# DATA PROVIDED start

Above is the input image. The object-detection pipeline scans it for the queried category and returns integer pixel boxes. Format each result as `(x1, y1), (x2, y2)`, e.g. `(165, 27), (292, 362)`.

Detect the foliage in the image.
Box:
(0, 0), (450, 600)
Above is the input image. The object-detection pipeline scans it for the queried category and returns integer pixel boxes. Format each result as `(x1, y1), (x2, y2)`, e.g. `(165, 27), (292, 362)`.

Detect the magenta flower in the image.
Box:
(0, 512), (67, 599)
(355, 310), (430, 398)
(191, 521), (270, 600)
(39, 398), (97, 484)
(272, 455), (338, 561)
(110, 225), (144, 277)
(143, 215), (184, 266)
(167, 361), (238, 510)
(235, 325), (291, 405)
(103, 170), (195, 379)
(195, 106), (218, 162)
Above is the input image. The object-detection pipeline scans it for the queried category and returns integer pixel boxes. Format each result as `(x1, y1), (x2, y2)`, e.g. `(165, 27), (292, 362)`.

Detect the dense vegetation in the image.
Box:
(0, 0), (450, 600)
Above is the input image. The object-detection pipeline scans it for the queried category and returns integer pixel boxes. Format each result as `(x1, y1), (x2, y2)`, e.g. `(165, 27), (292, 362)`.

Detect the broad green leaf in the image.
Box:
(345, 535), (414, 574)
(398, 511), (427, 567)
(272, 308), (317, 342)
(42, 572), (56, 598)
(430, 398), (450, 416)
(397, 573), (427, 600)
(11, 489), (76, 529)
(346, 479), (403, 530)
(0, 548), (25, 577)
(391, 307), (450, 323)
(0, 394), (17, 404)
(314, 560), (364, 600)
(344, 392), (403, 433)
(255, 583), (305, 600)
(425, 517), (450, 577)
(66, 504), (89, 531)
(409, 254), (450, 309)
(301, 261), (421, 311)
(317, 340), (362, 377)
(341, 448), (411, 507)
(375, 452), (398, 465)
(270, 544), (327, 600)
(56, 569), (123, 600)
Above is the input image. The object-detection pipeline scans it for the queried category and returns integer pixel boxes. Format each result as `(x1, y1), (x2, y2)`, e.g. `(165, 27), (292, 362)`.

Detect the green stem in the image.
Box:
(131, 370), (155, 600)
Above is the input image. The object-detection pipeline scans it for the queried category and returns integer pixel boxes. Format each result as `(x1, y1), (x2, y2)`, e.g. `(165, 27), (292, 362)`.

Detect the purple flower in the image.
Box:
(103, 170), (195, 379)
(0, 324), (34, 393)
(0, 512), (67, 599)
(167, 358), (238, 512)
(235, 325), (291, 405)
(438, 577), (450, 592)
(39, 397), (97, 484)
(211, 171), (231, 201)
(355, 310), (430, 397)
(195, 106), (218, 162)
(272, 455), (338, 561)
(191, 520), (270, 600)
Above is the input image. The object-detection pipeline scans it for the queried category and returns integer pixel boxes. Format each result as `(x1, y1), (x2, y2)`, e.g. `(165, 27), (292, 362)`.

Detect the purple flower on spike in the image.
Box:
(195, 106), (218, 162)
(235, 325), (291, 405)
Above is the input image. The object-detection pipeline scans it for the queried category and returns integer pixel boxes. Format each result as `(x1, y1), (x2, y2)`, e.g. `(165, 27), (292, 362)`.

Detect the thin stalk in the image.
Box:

# DATA PROVIDED end

SET TASK - Count the lines of the material that contain the word "purple" and reply with that number alone.

RESULT - 2